# Anyone replace the Onkyo DTC-9.8 with the new DHC-80.1?



## sub_crazy (Nov 17, 2007)

I am now in limbo as far as pre-pro's go. 

I did have a EAD 8800Pro that I sold to simplify my system and picked up a used Onkyo DTC-9.8 to see what they hype was all about. So far it is OK, not as musical as the EAD but not as complicated either. I like the sound of the Onkyo but it doesn't blow me away.

My question for any previous DTC-9.8 owners is have they upgraded to the new DHC-80.1 and is the sound quality a big improvement? I am not interested in the new height or width channels, I only want to know if normal 5.1/7.1 movie and 2 channel music performance has improved a lot. I spoke with a Onkyo dealer and he said that there was a huge improvement in sound quality, I don't know him well so figure he just wants to make a sale.

I am not opposed to high end pre-pro's as that is what I came from but with HDMI 1.4 out later this year I figured I might as well wait and see. 

If the DHC-80.1 is a big improvement sound quality wise then the extra $$$ over the 9.8 would not be as bad until high end pre-pro's get more settled into HDMI.


----------



## recruit (May 9, 2009)

Onkyo/Intregra have been making some great products over the last couple of years and the new preamp/processor has been getting some excellent feedback from users so far, I'm not so sure if there is a massive difference in SQ but I would of thought it would be an improvement over the older model as it features new DAC's and design, it has tons of features and that is when Onkyo scores so high on and one that I find really useful is Dolby Volume and could not be without it now as it really is some smart post processing indeed.

§ What is needed
Reproduce the Onkyo pre-pro thread above in full, word for word.

§ Record set
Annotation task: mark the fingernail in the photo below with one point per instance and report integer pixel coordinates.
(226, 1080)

...

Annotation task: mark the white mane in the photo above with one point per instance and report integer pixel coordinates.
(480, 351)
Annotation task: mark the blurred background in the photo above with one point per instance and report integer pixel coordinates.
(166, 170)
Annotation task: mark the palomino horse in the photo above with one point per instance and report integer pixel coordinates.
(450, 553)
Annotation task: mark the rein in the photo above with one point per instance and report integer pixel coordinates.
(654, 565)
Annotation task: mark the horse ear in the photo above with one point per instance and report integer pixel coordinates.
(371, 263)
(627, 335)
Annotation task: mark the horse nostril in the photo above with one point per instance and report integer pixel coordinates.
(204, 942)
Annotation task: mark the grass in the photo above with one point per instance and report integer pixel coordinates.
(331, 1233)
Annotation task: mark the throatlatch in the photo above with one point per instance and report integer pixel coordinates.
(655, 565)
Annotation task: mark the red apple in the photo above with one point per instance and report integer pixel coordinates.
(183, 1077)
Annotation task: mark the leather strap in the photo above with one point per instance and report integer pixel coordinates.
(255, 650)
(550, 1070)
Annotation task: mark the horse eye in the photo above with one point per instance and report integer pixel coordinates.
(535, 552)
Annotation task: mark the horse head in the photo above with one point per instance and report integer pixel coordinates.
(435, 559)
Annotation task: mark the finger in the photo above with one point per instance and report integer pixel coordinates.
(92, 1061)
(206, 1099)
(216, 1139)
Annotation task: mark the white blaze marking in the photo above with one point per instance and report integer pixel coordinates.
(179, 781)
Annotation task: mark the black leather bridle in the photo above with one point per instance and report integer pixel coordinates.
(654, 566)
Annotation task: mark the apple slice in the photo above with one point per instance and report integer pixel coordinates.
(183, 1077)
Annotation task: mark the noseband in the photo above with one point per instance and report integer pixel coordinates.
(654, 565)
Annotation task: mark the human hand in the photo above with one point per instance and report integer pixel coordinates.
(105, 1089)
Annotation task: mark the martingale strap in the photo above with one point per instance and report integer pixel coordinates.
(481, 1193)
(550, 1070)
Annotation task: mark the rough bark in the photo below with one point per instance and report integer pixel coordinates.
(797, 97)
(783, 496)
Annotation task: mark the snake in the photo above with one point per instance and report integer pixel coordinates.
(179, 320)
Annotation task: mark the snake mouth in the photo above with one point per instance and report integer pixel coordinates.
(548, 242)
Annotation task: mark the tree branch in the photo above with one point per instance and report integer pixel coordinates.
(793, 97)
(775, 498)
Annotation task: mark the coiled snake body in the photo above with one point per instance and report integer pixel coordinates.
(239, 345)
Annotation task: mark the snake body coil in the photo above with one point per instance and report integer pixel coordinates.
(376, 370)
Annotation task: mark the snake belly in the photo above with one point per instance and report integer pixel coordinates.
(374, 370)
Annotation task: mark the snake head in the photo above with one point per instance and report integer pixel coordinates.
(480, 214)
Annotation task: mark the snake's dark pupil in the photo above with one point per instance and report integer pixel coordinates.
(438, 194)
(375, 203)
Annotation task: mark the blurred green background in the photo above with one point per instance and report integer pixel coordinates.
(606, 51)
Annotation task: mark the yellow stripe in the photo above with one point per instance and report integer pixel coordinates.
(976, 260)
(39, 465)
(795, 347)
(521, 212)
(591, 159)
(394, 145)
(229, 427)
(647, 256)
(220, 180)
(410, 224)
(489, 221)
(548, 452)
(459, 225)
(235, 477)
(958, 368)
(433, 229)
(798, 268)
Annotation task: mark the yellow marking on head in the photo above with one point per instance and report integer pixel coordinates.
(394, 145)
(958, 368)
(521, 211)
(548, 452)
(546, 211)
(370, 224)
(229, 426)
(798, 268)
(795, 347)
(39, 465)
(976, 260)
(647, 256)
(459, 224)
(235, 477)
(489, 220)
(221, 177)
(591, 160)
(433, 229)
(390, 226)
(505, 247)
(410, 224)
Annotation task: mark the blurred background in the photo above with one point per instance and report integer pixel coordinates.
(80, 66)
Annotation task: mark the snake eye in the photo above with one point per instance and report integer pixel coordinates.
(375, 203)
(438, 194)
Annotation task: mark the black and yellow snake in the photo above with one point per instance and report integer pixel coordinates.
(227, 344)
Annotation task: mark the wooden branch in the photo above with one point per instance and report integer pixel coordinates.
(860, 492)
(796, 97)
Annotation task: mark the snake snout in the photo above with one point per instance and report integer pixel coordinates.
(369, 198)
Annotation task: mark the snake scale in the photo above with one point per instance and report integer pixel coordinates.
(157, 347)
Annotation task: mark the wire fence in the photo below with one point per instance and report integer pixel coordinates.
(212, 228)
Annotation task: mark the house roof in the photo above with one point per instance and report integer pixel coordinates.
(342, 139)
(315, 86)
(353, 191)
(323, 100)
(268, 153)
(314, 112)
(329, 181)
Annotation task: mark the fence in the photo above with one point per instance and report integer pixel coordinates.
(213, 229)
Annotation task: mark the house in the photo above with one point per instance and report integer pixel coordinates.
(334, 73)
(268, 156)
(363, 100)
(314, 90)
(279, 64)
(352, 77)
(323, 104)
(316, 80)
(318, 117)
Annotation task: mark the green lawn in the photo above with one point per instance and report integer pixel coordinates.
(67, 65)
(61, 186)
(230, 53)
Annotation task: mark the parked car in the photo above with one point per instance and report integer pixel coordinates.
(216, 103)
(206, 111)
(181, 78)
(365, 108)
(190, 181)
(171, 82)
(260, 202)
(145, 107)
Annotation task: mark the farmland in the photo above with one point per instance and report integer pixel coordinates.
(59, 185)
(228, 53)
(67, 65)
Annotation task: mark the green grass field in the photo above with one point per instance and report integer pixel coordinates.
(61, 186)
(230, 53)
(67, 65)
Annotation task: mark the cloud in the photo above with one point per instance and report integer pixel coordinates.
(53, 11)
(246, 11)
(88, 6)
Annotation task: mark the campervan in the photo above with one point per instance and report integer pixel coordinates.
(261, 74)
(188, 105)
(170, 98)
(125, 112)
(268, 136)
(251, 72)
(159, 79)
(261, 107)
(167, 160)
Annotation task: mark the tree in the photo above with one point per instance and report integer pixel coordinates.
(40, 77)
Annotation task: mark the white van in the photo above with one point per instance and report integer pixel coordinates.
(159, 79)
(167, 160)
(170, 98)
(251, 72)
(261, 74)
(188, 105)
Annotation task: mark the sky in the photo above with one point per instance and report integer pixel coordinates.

§ Response below
# Anyone replace the Onkyo DTC-9.8 with the new DHC-80.1?



## sub_crazy (Nov 17, 2007)

I am now in limbo as far as pre-pro's go. 

I did have a EAD 8800Pro that I sold to simplify my system and picked up a used Onkyo DTC-9.8 to see what they hype was all about. So far it is OK, not as musical as the EAD but not as complicated either. I like the sound of the Onkyo but it doesn't blow me away.

My question for any previous DTC-9.8 owners is have they upgraded to the new DHC-80.1 and is the sound quality a big improvement? I am not interested in the new height or width channels, I only want to know if normal 5.1/7.1 movie and 2 channel music performance has improved a lot. I spoke with a Onkyo dealer and he said that there was a huge improvement in sound quality, I don't know him well so figure he just wants to make a sale.

I am not opposed to high end pre-pro's as that is what I came from but with HDMI 1.4 out later this year I figured I might as well wait and see. 

If the DHC-80.1 is a big improvement sound quality wise then the extra $$$ over the 9.8 would not be as bad until high end pre-pro's get more settled into HDMI.


----------



## recruit (May 9, 2009)

Onkyo/Intregra have been making some great products over the last couple of years and the new preamp/processor has been getting some excellent feedback from users so far, I'm not so sure if there is a massive difference in SQ but I would of thought it would be an improvement over the older model as it features new DAC's and design, it has tons of features and that is when Onkyo scores so high on and one that I find really useful is Dolby Volume and could not be without it now as it really is some smart post processing indeed.